→ **WRITTEN TASK**
Show every line of the material below that contains the word "ceiling".
### STORED ROWS
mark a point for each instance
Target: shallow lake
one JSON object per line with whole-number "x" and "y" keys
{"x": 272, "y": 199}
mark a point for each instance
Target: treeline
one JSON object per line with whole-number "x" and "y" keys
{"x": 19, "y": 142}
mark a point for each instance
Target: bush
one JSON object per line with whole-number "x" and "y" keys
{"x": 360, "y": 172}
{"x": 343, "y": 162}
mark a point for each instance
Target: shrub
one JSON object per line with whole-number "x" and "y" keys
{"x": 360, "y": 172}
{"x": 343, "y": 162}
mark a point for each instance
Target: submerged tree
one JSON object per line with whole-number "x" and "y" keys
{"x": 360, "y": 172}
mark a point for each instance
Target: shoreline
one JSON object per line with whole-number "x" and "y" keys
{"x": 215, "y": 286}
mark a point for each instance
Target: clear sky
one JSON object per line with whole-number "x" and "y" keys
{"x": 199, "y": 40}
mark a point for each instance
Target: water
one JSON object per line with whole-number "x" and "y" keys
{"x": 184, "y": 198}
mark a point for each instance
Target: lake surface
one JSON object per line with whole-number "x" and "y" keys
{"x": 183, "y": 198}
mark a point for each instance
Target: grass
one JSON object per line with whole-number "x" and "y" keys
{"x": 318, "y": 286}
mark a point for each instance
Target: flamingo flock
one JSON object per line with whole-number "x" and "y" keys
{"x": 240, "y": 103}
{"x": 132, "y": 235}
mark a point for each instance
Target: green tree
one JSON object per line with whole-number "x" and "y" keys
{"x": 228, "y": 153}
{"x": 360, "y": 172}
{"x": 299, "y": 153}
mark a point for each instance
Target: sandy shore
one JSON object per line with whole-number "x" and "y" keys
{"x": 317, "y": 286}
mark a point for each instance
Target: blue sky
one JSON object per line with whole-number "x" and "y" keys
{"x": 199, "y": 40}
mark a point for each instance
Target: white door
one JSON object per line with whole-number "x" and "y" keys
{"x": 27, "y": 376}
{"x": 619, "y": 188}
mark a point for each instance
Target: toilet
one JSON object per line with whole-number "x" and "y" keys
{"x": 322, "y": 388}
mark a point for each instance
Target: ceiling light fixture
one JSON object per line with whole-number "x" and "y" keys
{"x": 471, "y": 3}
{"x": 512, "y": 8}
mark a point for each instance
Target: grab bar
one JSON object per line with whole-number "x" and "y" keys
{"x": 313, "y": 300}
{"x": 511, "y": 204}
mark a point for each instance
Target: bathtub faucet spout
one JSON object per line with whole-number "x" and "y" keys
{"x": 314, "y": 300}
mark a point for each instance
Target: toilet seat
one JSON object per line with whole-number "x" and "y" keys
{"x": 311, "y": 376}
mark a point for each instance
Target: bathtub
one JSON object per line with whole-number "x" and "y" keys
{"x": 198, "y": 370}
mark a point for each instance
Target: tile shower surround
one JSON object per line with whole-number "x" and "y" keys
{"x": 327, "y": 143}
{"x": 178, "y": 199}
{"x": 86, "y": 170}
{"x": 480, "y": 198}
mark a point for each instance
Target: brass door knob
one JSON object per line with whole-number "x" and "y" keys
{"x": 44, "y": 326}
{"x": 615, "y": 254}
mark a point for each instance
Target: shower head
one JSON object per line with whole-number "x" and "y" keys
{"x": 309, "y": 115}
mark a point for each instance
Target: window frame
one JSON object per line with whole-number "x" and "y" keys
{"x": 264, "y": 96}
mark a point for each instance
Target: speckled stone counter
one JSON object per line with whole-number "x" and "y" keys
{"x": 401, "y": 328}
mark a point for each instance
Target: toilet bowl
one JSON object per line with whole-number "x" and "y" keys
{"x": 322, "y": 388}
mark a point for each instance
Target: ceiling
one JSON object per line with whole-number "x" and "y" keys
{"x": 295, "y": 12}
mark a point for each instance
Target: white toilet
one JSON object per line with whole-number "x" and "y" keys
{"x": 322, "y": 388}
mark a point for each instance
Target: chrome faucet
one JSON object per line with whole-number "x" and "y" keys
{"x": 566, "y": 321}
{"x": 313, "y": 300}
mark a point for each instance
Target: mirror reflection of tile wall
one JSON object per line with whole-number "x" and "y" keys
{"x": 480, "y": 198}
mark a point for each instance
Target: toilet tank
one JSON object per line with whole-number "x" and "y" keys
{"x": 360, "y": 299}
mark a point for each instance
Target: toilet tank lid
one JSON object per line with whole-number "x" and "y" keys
######
→ **EXERCISE OUTPUT**
Target: ceiling light fixture
Target: ceiling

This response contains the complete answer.